As far as I can see ieee80211_stop_queues() is exactly for that, but
it's broken. In the tx handler, where it should be safe to call, it's
useless to call stop_queues().
--
Greetings Michael.
On Friday 01 June 2007 22:52:38 Olivier Cornu wrote:
> - stop_queues on the other hand means stop all queues, and this
> should only be needed on stop, reset, etc (why would you stop all
> queues on tx?). In this regard, a single ring device should probably
> still call stop_queues in these contexts.
That's _exactly_ the issue. ;)
--
Greetings Michael.
On Fri, 2007-06-01 at 11:29 +0200, Michael Buesch wrote:
> This updates stop_queue(s) kdoc as currently there's
> a undocumented dependency.
>
> Stopping the queue from anywhere else than the ops->tx()
> callback will result in a hard to debug deadlock and
> system freeze (on UP).
Ugh. Any way to actually detect a wrong spot to call it at runtime?
johannes
On Friday 01 June 2007 19:32:04 James Ketrenos wrote:
> iwlwifi currently calls ieee80211_stop_queue from the Tx handler and calls ieee80211_stop_queues in the event the adapter is reset (due to HW error, RF kill transition, hw tear down, etc.) as it asynchronously brings re-initializes the hardware.

→ **Work to complete**:
- 1) From the thread excerpt, set down the passage that begins at the words "As far as I" and stops after the words "the issue. ;)".
- 2) Answer these questions using the thread excerpt:
(a) Who wrote the message dated Fri, 2007-06-01 at 11:29 +0200?
(b) What does stopping the queue from anywhere other than the ops->tx() callback result in, according to that message?
(c) Which function does iwlwifi call from the Tx handler?
- 3) List every person named in the lines of the thread excerpt that begin with "On" and end with "wrote:".

→ **Source material**:

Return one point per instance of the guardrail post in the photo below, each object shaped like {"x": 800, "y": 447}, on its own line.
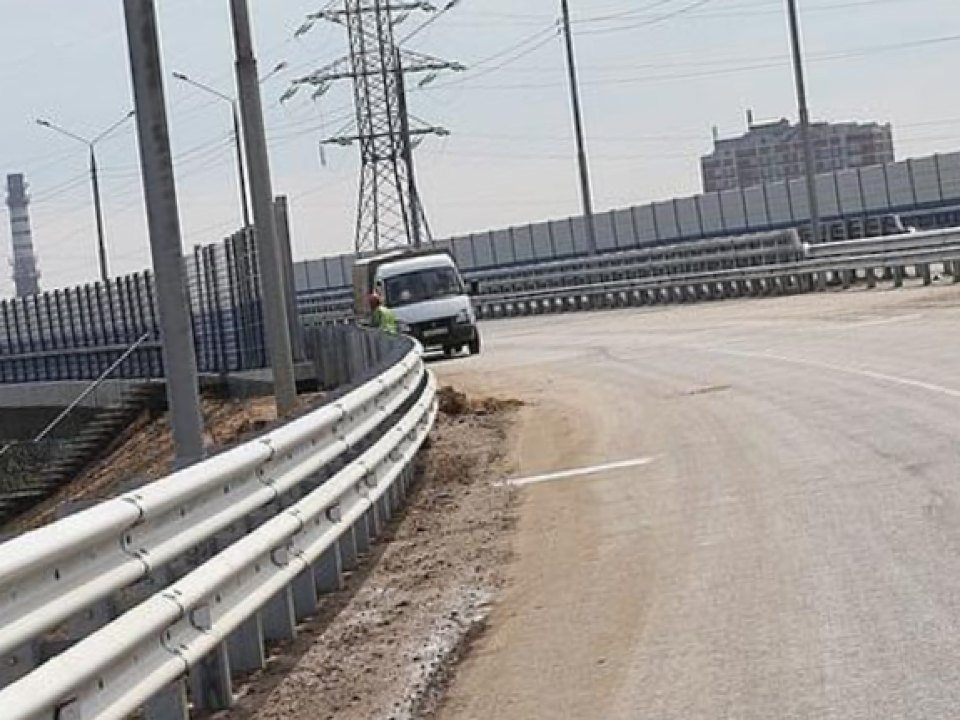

→ **Completed exercise**:
- 1)
As far as I can see ieee80211_stop_queues() is exactly for that, but
it's broken. In the tx handler, where it should be safe to call, it's
useless to call stop_queues().
--
Greetings Michael.
On Friday 01 June 2007 22:52:38 Olivier Cornu wrote:
> - stop_queues on the other hand means stop all queues, and this
> should only be needed on stop, reset, etc (why would you stop all
> queues on tx?). In this regard, a single ring device should probably
> still call stop_queues in these contexts.
That's _exactly_ the issue. ;)

- 2)
(a) Michael Buesch
(b) A hard to debug deadlock and system freeze (on UP)
(c) ieee80211_stop_queue

- 3)
Olivier Cornu
Michael Buesch
James Ketrenos